─── Page extract
The theory was that women would be confined to flying Tiger Moth biplanes from the De Havilland factory in Hatfield, Hertfordshire, to other airfields. The reality was different. By the end of the war, 166 women from many countries had served. They comprised more than 12 per cent of the total pilots in the ATA, and some 15 had been killed. And ATA pilots could not use communication equipment, as the airwaves were kept clear for the Royal Air Force.
Ellis decided to enlist in 1941, aged 24, after hearing an announcement calling for women pilots on the radio. She applied and was sent to Hatfield, where she demonstrated her prowess in a Tiger Moth. She trained further on Moth, Hart and Hind biplanes at the RAF’s Central Flying School in Wiltshire.
By 1943 a campaign led by the Conservative MP Irene Ward won equal pay for women of the ATA such as Ellis. It was one of the earliest successes in a many-fronted, continuing battle. “When women pilots cease to become news, the battle of equality will have been won,” Ellis wrote in 2016.
The ATA was wound up in November 1945. By then 309,011 aircraft had been ferried, and 414,984 hours had been flown. Ellis was one of the last to leave when it closed, with 1,100 hours clocked up.
Affluent backgrounds
The men of the ATA had been jokingly called "ancient and tattered airmen", and the women tended to be from varied but affluent backgrounds. Ellis was born into a farming family in Leafield, Oxfordshire, the daughter of Nellie and Charles Wilkins, and was educated at Burford high school. In the interwar period Sir Alan Cobham's flying circus was wildly popular in Britain and, after a visit to the show at nearby Witney Aerodrome, in 1925, when she was just eight years old, her father bought his daughter a flight on a De Havilland Moth biplane.
This ignited her interest in flying and in her teens – with a lack of enthusiasm for school hockey – her teachers permitted her to begin lessons at Witney. The upshot was that, by the time war was declared in September 1939, the young woman was already a qualified flier, albeit one without an apparent outlet for her talents.
After the war, she remained a registered pilot, ferrying planes for the RAF for six months. She continued farming, and was a personal pilot to a family friend who had farms on the Isle of Wight. When he bought the airfield at Sandown on the island, he made Ellis the managing director. She met Donald Ellis, also a pilot, at Sandown, and they married in 1961. He died in 2009.
She enjoyed car rallying, and continued to drive, safely, past 100 years. This year, she was awarded the freedom of the Isle of Wight.
──────
─── Data provided
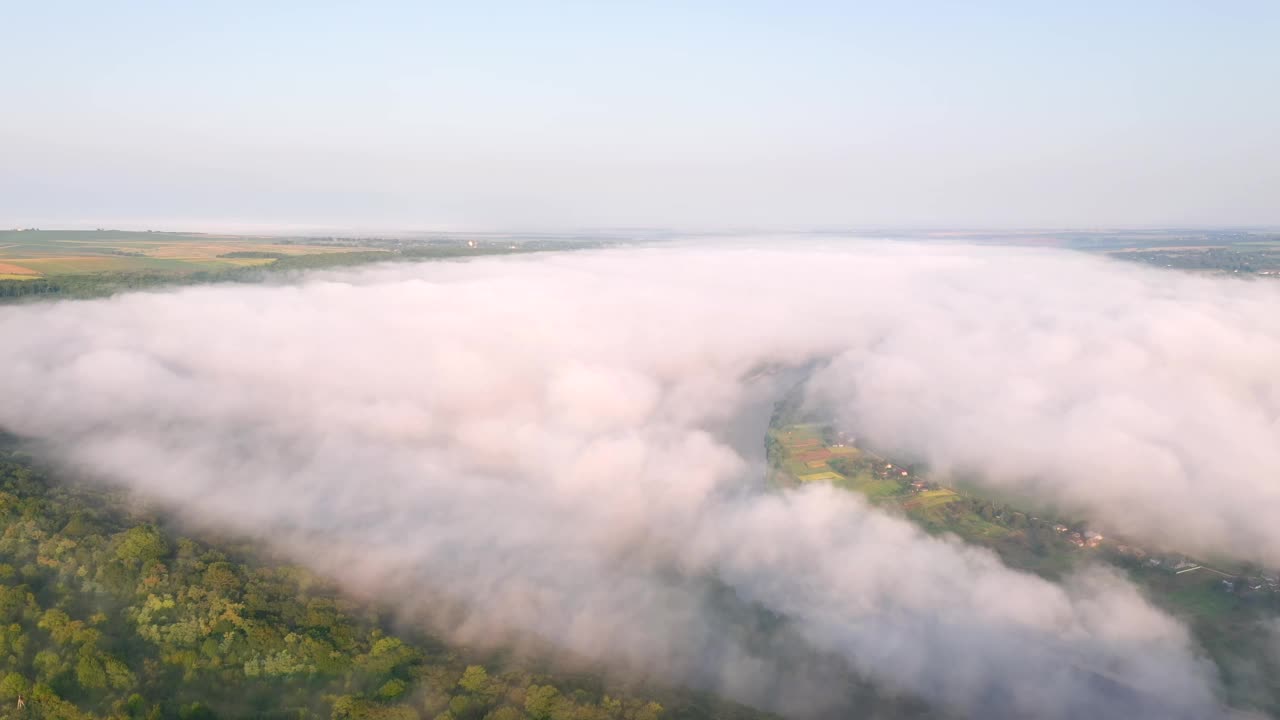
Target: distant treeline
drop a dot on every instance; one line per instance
──────
- What is being asked
Rewrite the passage on the women pilots of the ATA from "By 1943 a campaign" to "hours clocked up.", switching "ferried" to "delivered".

- Output
By 1943 a campaign led by the Conservative MP Irene Ward won equal pay for women of the ATA such as Ellis. It was one of the earliest successes in a many-fronted, continuing battle. “When women pilots cease to become news, the battle of equality will have been won,” Ellis wrote in 2016.
The ATA was wound up in November 1945. By then 309,011 aircraft had been delivered, and 414,984 hours had been flown. Ellis was one of the last to leave when it closed, with 1,100 hours clocked up.